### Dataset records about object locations
********

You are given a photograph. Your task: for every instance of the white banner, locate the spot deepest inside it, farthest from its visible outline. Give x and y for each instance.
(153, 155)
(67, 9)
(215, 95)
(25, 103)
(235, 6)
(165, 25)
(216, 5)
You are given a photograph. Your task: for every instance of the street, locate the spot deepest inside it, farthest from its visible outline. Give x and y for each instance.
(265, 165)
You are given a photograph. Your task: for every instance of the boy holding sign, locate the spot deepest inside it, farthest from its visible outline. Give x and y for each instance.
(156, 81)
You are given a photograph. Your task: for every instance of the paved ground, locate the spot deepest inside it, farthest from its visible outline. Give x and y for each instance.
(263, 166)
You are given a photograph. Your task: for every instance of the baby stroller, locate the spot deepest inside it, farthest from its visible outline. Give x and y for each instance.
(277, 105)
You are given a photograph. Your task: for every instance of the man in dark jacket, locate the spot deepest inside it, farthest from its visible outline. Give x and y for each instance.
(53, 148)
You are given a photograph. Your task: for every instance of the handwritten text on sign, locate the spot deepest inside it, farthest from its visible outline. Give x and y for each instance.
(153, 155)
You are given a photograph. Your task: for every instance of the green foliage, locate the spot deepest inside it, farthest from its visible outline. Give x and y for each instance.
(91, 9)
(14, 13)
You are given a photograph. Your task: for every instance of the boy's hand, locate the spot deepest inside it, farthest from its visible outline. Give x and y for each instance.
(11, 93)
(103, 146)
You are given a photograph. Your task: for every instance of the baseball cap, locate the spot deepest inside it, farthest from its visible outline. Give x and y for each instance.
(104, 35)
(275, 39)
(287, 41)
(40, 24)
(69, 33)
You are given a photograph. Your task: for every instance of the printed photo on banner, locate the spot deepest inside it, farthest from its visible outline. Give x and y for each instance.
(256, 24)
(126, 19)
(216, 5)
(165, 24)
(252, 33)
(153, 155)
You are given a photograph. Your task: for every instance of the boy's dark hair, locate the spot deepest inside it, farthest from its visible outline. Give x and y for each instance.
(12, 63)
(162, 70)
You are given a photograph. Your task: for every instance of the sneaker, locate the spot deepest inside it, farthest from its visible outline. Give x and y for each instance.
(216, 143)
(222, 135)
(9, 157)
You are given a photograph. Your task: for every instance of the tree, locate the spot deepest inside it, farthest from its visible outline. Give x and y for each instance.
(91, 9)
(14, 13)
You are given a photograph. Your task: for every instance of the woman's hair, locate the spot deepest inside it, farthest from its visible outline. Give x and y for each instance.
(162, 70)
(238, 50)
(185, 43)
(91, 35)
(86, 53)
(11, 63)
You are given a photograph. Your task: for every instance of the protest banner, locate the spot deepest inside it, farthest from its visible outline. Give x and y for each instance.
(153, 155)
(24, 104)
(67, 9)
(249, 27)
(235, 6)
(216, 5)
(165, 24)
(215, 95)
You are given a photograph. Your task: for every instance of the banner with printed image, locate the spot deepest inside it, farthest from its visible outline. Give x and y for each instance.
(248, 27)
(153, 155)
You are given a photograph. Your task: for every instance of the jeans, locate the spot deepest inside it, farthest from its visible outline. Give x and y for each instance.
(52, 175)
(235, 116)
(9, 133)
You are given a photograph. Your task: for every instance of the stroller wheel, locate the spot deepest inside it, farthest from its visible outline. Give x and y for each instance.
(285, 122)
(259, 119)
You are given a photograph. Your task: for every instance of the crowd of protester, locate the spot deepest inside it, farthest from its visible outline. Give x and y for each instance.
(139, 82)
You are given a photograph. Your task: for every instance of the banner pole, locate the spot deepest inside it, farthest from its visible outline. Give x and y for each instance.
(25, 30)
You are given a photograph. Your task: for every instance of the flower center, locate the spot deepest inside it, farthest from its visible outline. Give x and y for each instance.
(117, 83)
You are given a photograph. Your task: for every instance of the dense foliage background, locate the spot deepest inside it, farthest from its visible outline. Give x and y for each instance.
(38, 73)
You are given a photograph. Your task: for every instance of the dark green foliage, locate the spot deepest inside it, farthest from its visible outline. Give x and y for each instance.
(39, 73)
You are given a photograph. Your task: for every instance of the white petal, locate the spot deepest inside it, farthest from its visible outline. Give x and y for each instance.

********

### What the task asks
Write out all the rows above again, putting "furthest" in place of every "farthest" and leaving everything else untouched.

### Answer to the problem
You are given a photograph. Your task: for every instance of the white banner, locate the spot deepest inside it, furthest from its visible outline. Give x and y for each instance.
(153, 155)
(67, 9)
(215, 95)
(25, 103)
(235, 6)
(165, 25)
(216, 5)
You are given a photograph. Your task: for every instance of the street, locate the spot deepest inside it, furthest from its visible outline. Give x and y for each instance.
(265, 165)
You are given a photograph. Your task: for every instance of the boy holding sign, locate the spot deepest inside it, furthest from its visible outline. Give x and y for each instance.
(156, 81)
You are given a photograph. Your task: for every instance of the paved ground, locate the spot deepest inside it, furthest from its visible outline. Give x and y for each instance.
(263, 166)
You are given a photograph. Your task: for every instance of the baby stroller, locate the spot deepest inside it, furthest from its visible outline. Give x and y for each instance.
(277, 105)
You are given a photograph. Your task: for every instance of the man in dark jacket, locate the spot deepest inside it, furthest from its visible outline. Give x and y for each instance.
(53, 148)
You are given a photograph. Your task: for every instance of the handwritten text on sign, locate the spot deepest inside it, furthest from its visible outline. Give x and y for each instance.
(153, 155)
You are given a photograph. Your task: for every instance of the green foliage, locate the spot deepest inside it, furthest from its visible outline. Give x and y for each instance.
(91, 9)
(14, 13)
You are given a photograph. Your task: for every instance of the boy's hand, locate the spot deepest inside it, furthest from its visible outline. Give x and y for each instance.
(11, 93)
(103, 146)
You are given a photograph. Your task: for every instance of the baseball cap, locate the spot deepest inside it, furthest from its visible outline. Give x and y for each instance.
(104, 35)
(275, 39)
(287, 41)
(40, 24)
(69, 33)
You are given a photograph. Your task: for every instance of the printed photo on banner, locate the spot deepest inside it, furthest from its visible outline. Give x and y for each instance.
(256, 24)
(126, 19)
(216, 5)
(165, 24)
(252, 33)
(153, 155)
You are given a photograph. Your task: for every instance of the boy's dark hair, locate the spot deepest inside it, furthest from its visible outline. Give x and y for each instance.
(12, 63)
(162, 70)
You are given a photograph. Your task: for every instance of the sneaker, locate the spot deepest inside it, furthest from its visible outline. Give x and y for each instance.
(216, 143)
(222, 135)
(9, 157)
You are given a photograph. Your task: for every instance of the tree, locate the spot deepest inside it, furthest from its visible outline. Give x and y for each instance.
(91, 9)
(14, 13)
You are given a photograph. Your task: for every instance of the woman's hair, locate the spot deepest inside it, furthest from its visible outline. Give x and y for each instance.
(162, 70)
(238, 50)
(185, 43)
(91, 35)
(86, 53)
(11, 63)
You are given a photograph. Your task: for every instance of the protest banner, locate the spot deepest inside it, furthest from its visible outline. Give x and y for each instance.
(153, 155)
(24, 104)
(67, 9)
(249, 27)
(235, 6)
(216, 5)
(165, 24)
(215, 95)
You are given a photograph. Your task: for every instance of the banner with printed image, locate the spot deepest inside it, furthest from its visible outline. Give x and y for each instance.
(248, 27)
(153, 155)
You are given a photograph. Your task: for every instance of the jeans, locate the spot deepest inside it, furthest from its visible outline. Give x and y for each instance.
(52, 175)
(235, 116)
(9, 133)
You are given a photograph. Your task: for every instance of the stroller wheel, locate the spot deepest inside it, furthest from its visible outline. Give x and y for each instance.
(285, 122)
(259, 119)
You are given a photograph. Your task: for every instance of the crowd of protester, locate the spot deepest inside it, furthest from its visible outline. Give x and y for each instance.
(139, 82)
You are given a photograph. Your task: for every instance of the banner pole, locate the spot deepest inside it, furthest from its visible outline. Give x and y for each instance.
(25, 30)
You are given a photograph. Your task: for every instance of the flower center, locate the spot deepest inside it, furthest from its visible outline. Give x and y for each instance.
(117, 83)
You are given a photograph. Your task: for every instance of the dense foliage background, locate the spot deepest inside it, furthest from its visible outline. Give x and y for each instance.
(38, 73)
You are given a photograph. Your task: for every instance of the dark green foliage, locate the spot deepest inside it, furthest from its visible outline. Give x and y for each instance.
(39, 73)
You are given a photograph. Your task: for every instance of the white petal, locate the spot deepest inside it, furthest from its visible outline. Give x and y for each instance.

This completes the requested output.